**TEXT:**

Ontario, CA Airport
New Mass Decontamination
Unit Handles 700
People An Hour
From The Sacramento Bee
ONTARIO, Calif. - Ontario International Airport has installed a decontamination system to clean biological and chemical toxins off 700 people per hour, becoming the first airport in the nation to have the high-tech unit.
The Los Angeles World Airport System, which owns and operates Ontario International, bought three of the $220,000 Mass Casualty Decon Systems. Two of them will be deployed at Los Angeles International Airport by January, Michael DiGirolamo, airport system director in Los Angeles, said Friday.
If people have been contaminated, they must take off their clothes and take a hot shower (80 degrees to 95 degrees) in a special solution of water, bleach and chemical that would neutralize the toxic agents they were exposed to, he said.
Men and women would go through different compartments. After the showers, they would have to wear paper suits until uncontaminated clothing could be brought to them. Personal belongings would be decontaminated separately, and some items may have to be destroyed, DiGirolamo said.

**DATASET ENTRIES:**

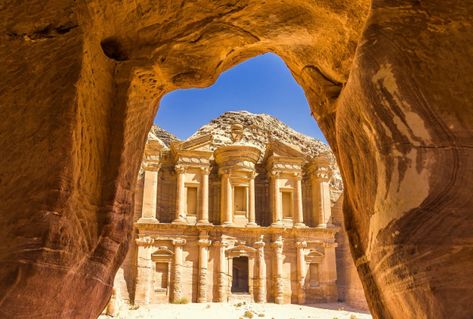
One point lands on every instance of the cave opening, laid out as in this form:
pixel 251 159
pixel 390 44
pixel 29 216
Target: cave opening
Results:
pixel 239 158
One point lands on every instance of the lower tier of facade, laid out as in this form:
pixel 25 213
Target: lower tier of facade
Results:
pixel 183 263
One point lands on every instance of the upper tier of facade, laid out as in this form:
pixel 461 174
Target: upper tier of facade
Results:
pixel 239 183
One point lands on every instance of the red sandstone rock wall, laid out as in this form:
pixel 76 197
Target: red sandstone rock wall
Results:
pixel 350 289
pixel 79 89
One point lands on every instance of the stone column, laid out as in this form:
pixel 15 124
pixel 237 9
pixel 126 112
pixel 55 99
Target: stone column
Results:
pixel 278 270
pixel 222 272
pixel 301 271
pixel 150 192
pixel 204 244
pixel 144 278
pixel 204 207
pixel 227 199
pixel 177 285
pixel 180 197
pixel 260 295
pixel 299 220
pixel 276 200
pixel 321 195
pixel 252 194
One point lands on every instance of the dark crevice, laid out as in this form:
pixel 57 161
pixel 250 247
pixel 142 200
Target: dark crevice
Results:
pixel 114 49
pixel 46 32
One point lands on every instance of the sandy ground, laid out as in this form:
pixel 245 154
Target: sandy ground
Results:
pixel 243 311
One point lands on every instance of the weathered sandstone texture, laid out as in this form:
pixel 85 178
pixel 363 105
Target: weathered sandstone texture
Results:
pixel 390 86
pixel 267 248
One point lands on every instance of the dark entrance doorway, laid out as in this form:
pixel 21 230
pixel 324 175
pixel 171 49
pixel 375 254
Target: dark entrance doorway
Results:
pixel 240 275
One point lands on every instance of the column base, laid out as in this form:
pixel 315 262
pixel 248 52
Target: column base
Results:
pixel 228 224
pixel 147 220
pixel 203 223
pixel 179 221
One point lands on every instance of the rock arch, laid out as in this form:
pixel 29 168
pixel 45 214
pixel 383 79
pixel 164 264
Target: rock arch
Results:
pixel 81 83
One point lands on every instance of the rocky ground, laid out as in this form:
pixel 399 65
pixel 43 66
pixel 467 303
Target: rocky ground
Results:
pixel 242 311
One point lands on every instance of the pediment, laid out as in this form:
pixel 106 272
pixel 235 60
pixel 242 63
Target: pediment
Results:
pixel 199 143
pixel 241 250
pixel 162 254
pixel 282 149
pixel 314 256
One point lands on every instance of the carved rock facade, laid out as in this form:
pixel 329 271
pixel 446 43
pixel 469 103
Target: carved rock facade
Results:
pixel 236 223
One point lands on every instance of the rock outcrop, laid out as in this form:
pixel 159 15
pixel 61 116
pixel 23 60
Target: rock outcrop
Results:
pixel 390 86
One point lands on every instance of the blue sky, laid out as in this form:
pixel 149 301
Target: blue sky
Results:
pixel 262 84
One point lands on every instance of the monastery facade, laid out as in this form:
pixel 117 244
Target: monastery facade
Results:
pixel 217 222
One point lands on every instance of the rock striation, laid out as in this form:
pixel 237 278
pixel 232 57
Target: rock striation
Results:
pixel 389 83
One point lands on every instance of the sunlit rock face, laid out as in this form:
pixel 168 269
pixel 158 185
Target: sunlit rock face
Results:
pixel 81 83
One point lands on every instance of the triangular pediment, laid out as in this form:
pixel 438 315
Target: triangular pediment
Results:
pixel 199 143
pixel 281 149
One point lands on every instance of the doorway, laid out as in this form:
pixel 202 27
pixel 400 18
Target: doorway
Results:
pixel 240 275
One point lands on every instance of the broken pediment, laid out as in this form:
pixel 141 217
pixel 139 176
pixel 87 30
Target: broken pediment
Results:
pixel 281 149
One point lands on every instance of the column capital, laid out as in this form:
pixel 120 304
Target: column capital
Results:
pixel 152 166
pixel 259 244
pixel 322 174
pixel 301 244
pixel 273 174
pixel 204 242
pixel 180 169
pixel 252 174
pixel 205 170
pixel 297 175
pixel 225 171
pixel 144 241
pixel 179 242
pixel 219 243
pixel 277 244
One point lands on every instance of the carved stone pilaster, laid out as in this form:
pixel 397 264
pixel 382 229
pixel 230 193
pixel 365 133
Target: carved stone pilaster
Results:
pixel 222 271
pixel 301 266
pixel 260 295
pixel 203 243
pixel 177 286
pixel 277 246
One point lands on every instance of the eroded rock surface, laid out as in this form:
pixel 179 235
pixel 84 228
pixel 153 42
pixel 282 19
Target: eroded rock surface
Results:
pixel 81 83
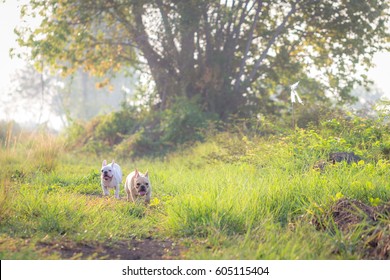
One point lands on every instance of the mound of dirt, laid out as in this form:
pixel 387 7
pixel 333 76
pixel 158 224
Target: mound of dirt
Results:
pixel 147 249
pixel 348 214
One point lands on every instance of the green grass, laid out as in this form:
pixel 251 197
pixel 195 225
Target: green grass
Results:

**YOUR TASKS:**
1/ Answer these from the article on the Ontario airport decontamination system.
(a) How many people per hour can the system clean?
(b) How many of the systems did the Los Angeles World Airport System buy, and what did each cost?
(c) What would people have to wear after the showers?
2/ Decide whether each statement agrees with the article on the Ontario airport decontamination system. Answer yes or no and quote the words that settle it.
(a) Men and women would pass through the same compartment.
(b) The shower water would be between 80 and 95 degrees.
(c) All three systems will remain at Ontario International Airport.
3/ Continue the article on the Ontario airport decontamination system after its last sentence.

**ANSWERS GIVEN:**
1/
(a) 700 people per hour.
(b) Three, at $220,000 each.
(c) Paper suits, until uncontaminated clothing could be brought to them.

2/
(a) No: "Men and women would go through different compartments."
(b) Yes: "take a hot shower (80 degrees to 95 degrees)"
(c) No: "Two of them will be deployed at Los Angeles International Airport by January"

3/
While other city fire departments, such as San Francisco, Seattle and Atlanta, have the decontamination system available to airports, the Los Angeles World Airport System is the first airport system in the world to have the units specifically for airport use only, he said.
The system, made by Modec Inc. of Denver, is housed in a trailer and pulled by a big-rig. It would be used in the event of an industrial accident or terrorist threat, said Peter L. Drinkwater, Ontario airport manager.
The Australian army has a contract with Modec to provide decontamination systems for the Sydney 2000 Olympic Games.
Next year, Modec expects to begin selling a special foam for anthrax developed by Sandia Laboratories in Albuquerque, N.M. The foam could be used in the Modec systems.